:: THE TASK ::
Pull out each line of the material that contains the string "hand". Case matters.

:: DATA EXTRACT ::
>> Begin

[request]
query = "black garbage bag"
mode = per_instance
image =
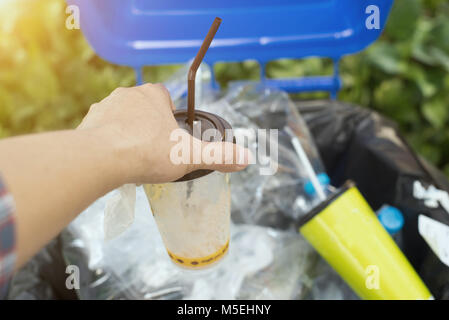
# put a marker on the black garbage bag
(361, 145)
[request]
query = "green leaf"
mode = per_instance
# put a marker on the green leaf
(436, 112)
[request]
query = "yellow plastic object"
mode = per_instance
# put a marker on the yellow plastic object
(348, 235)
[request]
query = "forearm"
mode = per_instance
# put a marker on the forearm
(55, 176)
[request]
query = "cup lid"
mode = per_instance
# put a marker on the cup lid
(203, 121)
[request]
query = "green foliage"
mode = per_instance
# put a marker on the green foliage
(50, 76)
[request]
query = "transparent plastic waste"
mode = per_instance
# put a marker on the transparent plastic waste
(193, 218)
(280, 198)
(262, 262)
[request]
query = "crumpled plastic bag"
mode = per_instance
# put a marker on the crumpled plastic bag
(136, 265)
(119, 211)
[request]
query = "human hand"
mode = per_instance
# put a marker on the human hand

>> End
>> Begin

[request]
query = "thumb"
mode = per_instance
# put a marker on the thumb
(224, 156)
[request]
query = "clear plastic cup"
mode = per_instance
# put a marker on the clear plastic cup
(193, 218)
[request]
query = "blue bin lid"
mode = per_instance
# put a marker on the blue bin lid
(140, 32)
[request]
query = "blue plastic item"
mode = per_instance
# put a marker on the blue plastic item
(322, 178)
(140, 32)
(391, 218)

>> End

:: EXPECTED OUTPUT ::
query = "human hand"
# put a marker on the human hand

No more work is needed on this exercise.